● Data items:
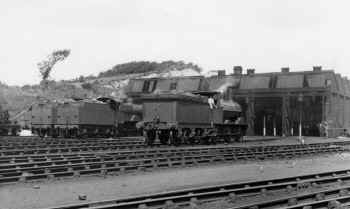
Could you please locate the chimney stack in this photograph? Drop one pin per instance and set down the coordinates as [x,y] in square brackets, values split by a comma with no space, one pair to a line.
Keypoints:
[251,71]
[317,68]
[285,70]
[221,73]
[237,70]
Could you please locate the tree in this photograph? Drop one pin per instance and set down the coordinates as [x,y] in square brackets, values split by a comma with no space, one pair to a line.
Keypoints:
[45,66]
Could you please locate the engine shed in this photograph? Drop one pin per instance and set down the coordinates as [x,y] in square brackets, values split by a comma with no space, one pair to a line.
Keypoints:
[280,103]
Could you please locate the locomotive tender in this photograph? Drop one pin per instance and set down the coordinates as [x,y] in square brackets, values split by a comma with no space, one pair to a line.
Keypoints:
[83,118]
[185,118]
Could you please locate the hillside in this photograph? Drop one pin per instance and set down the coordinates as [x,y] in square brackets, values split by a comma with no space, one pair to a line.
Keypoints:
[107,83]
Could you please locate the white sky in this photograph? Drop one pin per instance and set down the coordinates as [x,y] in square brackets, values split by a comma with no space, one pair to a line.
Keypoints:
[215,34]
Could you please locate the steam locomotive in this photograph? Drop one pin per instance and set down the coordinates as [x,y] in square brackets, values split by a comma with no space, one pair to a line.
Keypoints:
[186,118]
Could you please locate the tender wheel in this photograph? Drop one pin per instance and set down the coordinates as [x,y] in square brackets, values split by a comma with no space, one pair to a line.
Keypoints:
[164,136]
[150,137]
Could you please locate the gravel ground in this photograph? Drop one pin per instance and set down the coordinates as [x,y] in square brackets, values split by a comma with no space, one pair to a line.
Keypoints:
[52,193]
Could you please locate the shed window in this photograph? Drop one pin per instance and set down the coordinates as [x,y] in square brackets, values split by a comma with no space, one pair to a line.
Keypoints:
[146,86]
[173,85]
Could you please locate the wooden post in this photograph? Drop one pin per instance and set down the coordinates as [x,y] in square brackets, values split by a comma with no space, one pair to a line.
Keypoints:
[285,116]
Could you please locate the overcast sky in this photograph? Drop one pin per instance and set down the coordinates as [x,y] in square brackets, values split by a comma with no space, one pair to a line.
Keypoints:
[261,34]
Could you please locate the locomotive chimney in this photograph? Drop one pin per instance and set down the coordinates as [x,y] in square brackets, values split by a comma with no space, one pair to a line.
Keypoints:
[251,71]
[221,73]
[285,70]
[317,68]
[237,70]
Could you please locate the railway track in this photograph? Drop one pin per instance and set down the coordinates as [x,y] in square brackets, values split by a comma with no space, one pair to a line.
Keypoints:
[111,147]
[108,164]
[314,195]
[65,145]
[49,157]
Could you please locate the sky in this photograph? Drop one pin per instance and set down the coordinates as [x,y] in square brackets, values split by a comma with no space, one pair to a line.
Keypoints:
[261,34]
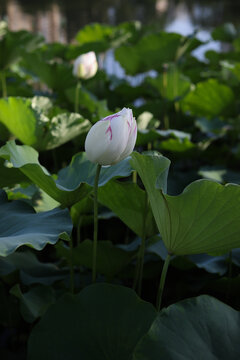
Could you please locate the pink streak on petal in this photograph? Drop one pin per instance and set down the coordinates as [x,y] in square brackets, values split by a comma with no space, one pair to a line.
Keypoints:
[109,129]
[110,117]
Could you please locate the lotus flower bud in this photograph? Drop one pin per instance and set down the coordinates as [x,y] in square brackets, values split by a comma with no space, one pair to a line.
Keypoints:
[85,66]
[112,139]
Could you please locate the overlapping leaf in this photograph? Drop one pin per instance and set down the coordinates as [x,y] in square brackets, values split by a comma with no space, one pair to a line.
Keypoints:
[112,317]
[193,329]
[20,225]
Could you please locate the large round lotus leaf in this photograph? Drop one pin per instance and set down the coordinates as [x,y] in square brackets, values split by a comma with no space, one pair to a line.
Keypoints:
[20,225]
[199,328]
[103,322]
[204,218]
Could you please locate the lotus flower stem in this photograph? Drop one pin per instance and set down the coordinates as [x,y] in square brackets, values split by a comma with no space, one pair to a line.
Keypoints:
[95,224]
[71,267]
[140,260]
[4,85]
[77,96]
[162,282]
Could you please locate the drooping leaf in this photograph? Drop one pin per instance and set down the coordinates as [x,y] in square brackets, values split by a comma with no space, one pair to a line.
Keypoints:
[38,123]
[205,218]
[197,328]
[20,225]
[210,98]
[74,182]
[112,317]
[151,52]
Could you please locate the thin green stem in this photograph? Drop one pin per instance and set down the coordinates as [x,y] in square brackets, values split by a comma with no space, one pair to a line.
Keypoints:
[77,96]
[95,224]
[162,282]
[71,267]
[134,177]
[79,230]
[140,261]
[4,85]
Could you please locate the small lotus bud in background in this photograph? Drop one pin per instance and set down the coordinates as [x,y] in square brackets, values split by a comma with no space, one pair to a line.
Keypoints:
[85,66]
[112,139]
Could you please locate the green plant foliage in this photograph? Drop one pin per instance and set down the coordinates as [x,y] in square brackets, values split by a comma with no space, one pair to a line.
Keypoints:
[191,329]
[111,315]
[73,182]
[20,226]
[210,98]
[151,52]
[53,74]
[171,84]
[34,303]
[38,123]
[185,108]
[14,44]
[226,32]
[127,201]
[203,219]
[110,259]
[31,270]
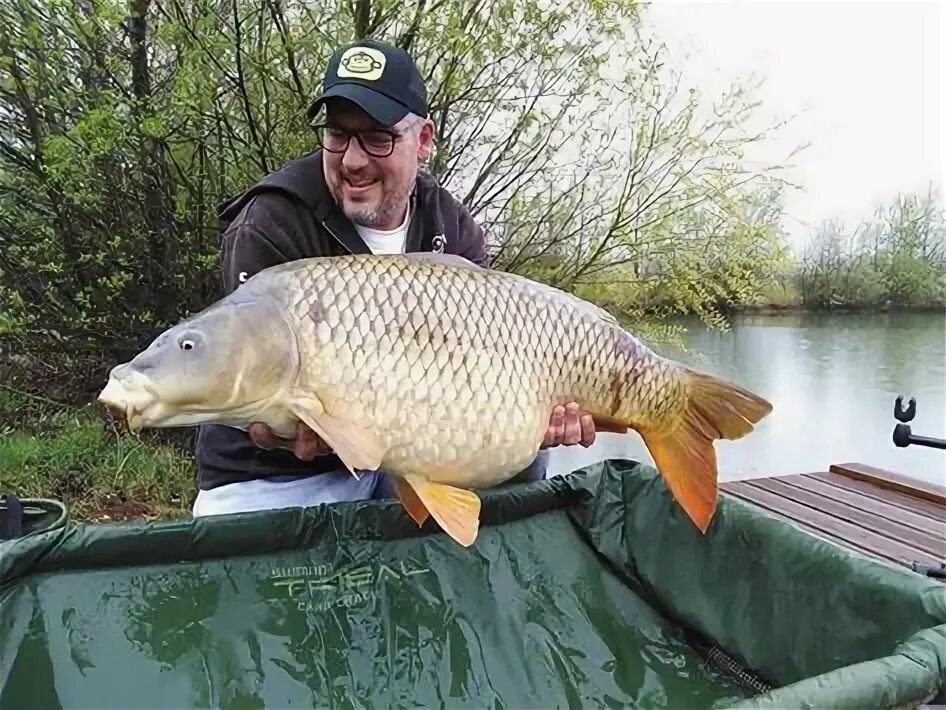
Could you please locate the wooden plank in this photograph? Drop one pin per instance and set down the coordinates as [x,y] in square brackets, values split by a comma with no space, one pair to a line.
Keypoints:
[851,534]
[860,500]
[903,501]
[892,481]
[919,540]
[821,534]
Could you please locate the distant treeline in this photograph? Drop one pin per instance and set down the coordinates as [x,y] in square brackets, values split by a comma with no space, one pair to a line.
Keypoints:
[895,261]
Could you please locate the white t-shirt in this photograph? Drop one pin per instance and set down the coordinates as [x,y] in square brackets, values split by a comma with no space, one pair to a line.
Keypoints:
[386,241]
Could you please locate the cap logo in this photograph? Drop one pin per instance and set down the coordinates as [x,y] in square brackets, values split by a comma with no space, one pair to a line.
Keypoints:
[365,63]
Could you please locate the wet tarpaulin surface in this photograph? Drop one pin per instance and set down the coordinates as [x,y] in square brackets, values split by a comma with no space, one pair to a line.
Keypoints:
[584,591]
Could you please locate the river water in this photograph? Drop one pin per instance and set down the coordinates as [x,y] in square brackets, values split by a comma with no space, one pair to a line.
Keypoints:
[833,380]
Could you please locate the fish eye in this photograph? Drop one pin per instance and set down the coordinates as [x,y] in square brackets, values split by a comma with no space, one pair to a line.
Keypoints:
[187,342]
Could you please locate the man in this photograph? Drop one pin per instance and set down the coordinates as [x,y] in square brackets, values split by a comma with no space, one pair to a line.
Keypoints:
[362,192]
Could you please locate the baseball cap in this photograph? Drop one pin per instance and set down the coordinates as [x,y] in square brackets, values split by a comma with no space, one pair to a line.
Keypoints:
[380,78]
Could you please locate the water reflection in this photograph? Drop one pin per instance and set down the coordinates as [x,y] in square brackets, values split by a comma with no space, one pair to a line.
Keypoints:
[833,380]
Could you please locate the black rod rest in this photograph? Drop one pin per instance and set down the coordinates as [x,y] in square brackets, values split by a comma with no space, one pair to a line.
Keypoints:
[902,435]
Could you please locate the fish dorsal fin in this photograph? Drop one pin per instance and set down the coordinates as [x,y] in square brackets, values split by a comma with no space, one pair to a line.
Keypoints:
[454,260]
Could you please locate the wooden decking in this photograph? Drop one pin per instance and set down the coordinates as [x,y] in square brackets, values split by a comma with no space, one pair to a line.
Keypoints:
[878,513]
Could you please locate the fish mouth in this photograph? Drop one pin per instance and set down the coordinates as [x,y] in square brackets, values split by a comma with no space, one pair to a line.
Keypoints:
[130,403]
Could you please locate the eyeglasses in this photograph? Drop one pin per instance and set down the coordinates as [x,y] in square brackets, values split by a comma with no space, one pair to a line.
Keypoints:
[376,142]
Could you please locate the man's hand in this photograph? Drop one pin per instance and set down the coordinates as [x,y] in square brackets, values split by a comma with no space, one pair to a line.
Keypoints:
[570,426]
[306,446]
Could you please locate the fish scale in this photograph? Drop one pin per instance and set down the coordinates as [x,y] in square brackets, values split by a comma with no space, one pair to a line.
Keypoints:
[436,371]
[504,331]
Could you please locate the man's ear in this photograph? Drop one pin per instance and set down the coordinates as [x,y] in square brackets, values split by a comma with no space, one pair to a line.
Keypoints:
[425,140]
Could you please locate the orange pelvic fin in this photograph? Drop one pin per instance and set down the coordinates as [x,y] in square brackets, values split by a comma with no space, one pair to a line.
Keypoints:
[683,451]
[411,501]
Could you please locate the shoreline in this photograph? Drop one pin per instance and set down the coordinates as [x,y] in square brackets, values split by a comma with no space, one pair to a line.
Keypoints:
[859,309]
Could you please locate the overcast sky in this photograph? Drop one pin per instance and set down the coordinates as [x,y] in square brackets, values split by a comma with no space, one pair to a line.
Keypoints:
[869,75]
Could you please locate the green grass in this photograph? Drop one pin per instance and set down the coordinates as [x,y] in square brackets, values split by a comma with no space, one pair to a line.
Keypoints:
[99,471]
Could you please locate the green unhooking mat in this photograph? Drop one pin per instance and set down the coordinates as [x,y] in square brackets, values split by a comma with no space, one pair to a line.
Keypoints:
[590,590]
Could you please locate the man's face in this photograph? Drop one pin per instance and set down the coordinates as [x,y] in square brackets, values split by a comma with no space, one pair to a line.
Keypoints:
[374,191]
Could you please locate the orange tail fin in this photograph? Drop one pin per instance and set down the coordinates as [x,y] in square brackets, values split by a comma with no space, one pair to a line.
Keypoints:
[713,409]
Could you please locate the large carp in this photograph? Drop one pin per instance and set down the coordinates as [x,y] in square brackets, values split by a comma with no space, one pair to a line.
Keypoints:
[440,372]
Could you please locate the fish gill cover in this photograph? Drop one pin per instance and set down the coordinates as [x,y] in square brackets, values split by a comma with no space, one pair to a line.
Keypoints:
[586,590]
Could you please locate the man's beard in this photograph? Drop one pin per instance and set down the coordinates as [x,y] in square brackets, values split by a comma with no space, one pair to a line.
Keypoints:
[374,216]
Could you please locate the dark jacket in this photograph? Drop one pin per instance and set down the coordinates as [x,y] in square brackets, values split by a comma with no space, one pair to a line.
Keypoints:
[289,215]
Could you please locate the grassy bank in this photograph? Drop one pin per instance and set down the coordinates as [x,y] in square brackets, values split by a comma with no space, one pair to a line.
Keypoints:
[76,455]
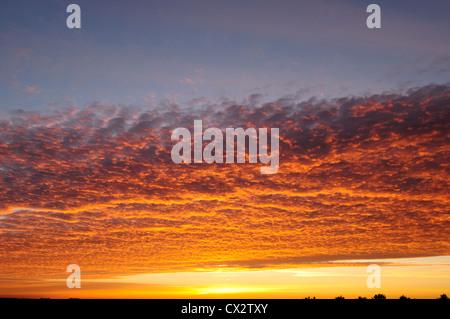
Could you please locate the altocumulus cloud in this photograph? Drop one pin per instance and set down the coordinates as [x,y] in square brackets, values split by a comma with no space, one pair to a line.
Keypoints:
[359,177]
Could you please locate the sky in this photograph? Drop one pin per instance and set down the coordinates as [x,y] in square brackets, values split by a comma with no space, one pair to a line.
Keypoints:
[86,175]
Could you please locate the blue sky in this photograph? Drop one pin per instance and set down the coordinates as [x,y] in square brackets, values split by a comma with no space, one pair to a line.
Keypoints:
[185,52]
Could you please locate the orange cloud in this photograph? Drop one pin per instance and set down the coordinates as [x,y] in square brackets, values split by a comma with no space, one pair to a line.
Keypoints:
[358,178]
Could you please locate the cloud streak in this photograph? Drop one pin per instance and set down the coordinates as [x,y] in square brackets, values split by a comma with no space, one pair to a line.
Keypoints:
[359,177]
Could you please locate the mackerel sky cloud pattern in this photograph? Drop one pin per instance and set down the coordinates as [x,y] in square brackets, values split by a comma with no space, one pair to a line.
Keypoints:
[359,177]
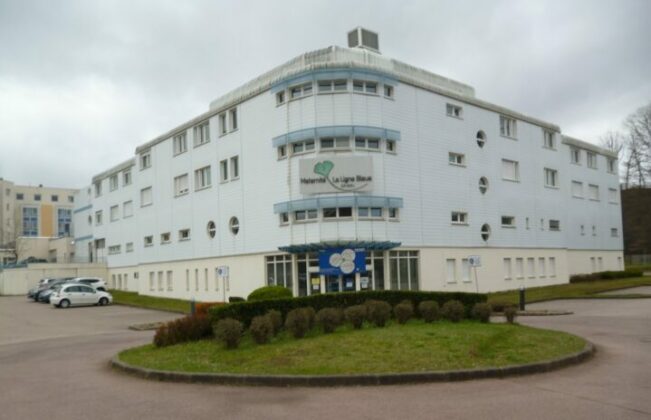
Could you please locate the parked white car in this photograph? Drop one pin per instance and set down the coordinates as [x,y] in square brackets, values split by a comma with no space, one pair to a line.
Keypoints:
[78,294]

● What to work on: Filter the data for the string "stem". Copy each matching line.

● Solved exercise:
Could you please locate the lotus flower stem in this photograph? Drop one pin per instance and set down the coordinates as [x,y] in square brackets, values split by a comma with no space, one pair to a line.
Could you please locate the thin green stem in this photograph? Drop one pin per instance and set down the coordinates as [x,y] in square brackets, values split by a comma with no space, one pair to a line.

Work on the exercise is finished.